* Prompt A
Quote the rows below verbatim, from the line containing "Return the mask of every instance of the blue" through the end of the rows, with both ends included.

* Quoted text
Last year, CFMOTO returned to the U.S. market with a seven-model lineup. The company’s list of models has since grown to 10, ranging from the 126cc Papio minibike to the Ibex 800 T adventure bike. CFMOTO’s best seller worldwide is the 300SS, a lightweight sportbike with full bodywork.
One of CFMOTO’s value propositions is affordability. The 300SS has an MSRP of $4,499, which is $400 less than the Honda CBR300R and $1,000 less than the more powerful Yamaha YZF-R3. But CFMOTO is going to have to do more than offer a better price to compete with brands that have already earned the trust of many American riders.
However, curious to see what makes the 300SS so popular, I spent a month riding it on a variety of city streets, highways, and winding country roads.

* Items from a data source

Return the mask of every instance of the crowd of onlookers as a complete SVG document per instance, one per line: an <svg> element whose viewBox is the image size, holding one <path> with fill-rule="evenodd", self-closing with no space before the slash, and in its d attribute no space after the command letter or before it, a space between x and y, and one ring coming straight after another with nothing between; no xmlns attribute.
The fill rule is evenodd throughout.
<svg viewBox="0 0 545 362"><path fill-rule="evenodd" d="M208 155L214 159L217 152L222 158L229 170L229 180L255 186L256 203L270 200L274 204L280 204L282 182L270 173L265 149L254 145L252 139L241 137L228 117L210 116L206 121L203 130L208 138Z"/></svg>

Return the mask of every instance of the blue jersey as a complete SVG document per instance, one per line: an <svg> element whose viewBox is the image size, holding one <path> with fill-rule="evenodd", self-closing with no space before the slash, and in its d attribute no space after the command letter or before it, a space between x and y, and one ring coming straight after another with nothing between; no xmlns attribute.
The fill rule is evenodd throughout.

* Prompt B
According to the motorcycle review, what is the MSRP of the CFMOTO 300SS?

* Full answer A
Return the mask of every instance of the blue jersey as a complete SVG document per instance, one per line: an <svg> element whose viewBox is the image size, holding one <path> with fill-rule="evenodd", self-closing with no space before the slash, and in its d attribute no space after the command letter or before it, a space between x and y, and one ring coming straight after another with nothing between; no xmlns attribute.
The fill rule is evenodd throughout.

* Full answer B
$4,499